Directions: From the article on welcoming Christmas guests below, extract the passage word for word, starting at "It’s true, these" and stopping after "is very similar.".

Passage shown:
================

Making your home a friendlier place for guests this Christmas is about more than a scented candle and a full fridge. Watch and learn this Christmas.
Read time: 5 minutes
Today I read an article about getting ready for Christmas. It’s that time of year – I suspect it is the first of many. Love it or loathe it, it’s coming! For many of us that means having people over to our homes, or making the trips across the country to visit friends and relatives. So unsurprisingly, for lots of us our thoughts are turning to getting things ready for the inevitable onslaught.
It’s one of those times of the year we go out of our way to make our homes warm and welcoming for guests with beautiful decorations, thoughtful gifts and fridges bursting at the seams with the finest food and drink we can find. And this article I read suggested all you need to do is update your curtains to make things more cosy, get some new bedding in your guest room and get yourself a scented candle of two.
It’s true, these things are all lovely (please feel free to do them if I come and visit!), but I did have to giggle as it got me thinking about what makes our homes really welcoming for our guests at Christmas. And it is a whole lot more basic than the smell of chestnuts roasting on an open fire.
There is a movement called visitability in the USA. The key things they identify as making your home truly ‘visitable’ are a flat entrance, wide doorways, and a downstairs loo you could get a wheelchair in. If you have these three things, it means that almost anyone, no matter age or ability, is able to visit you in your home. In the UK we have the Lifetime Homes Standard which is very similar.
I like how they explain it on the visitability website (in typically energetic American style):
Who benefits from visitability? Everyone!
- The young mother with a baby in a stroller, who doesn’t have to hump it up and down steps when she visits her friends
- The UPS driver who brings your new cabinets and leaves them on your front porch
- The homeowner trying to get the new cabinets into the house from the front porch
- Grandma who wants to visit the grandkids but knows she won’t be able to use the bathroom when she visits
- The college kid moving out with all his boxes and belongings
Sounds good right? Yet you might be surprised to know, only 7% of UK homes have these features. Which means as it stands the other 93% of homes might as well be telling their friends and family there’s no room at the inn this Christmas.
Don’t get me wrong, I’m not suggesting we all call in the builders immediately on top of present buying, hoovering every surface and feeding the christmas pud daily. As if we don’t have enough things to pay for this month or enough things to worry about.

================

Information provided:

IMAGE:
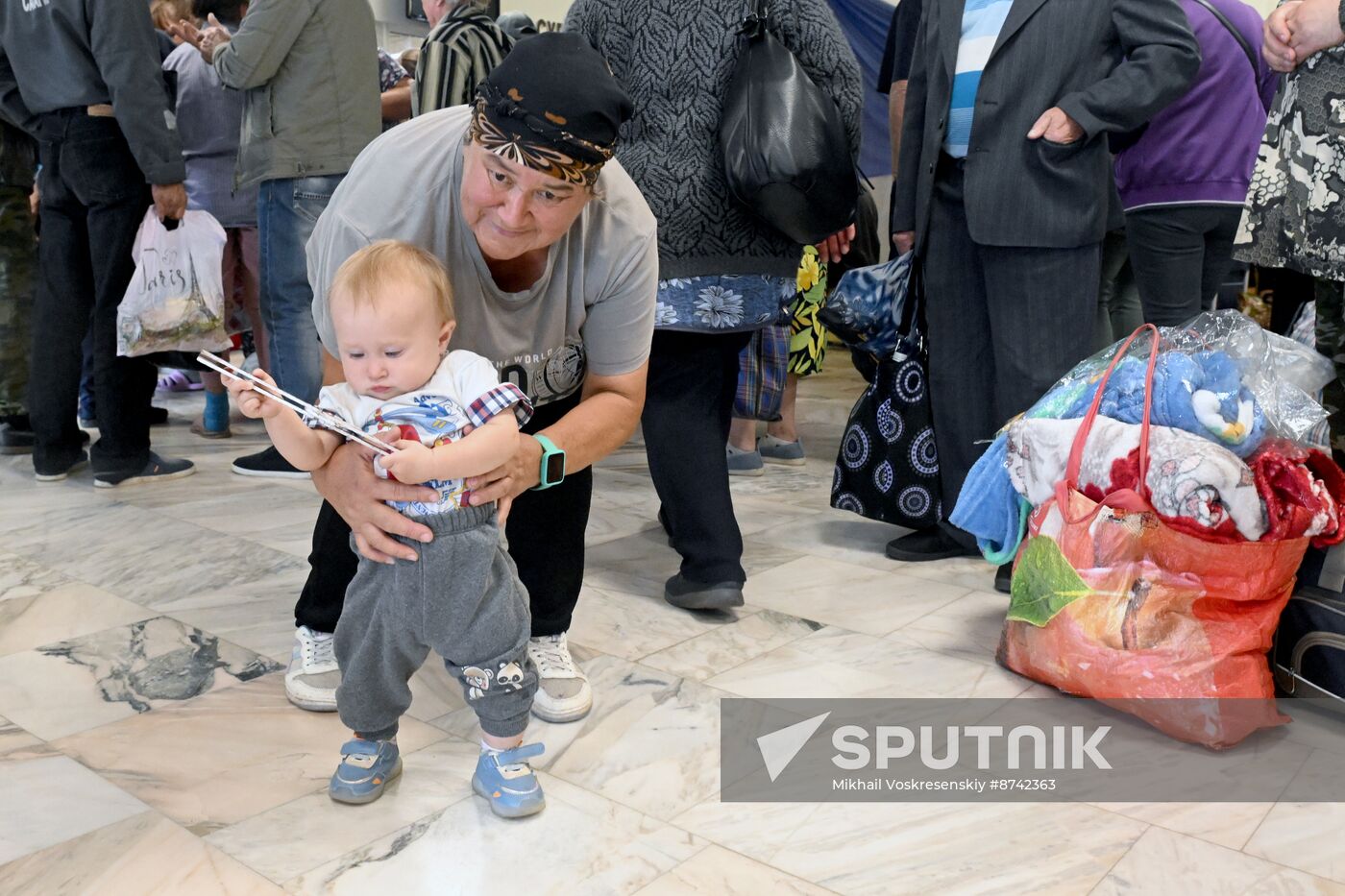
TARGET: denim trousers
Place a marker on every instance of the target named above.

================

Worked solution:
It’s true, these things are all lovely (please feel free to do them if I come and visit!), but I did have to giggle as it got me thinking about what makes our homes really welcoming for our guests at Christmas. And it is a whole lot more basic than the smell of chestnuts roasting on an open fire.
There is a movement called visitability in the USA. The key things they identify as making your home truly ‘visitable’ are a flat entrance, wide doorways, and a downstairs loo you could get a wheelchair in. If you have these three things, it means that almost anyone, no matter age or ability, is able to visit you in your home. In the UK we have the Lifetime Homes Standard which is very similar.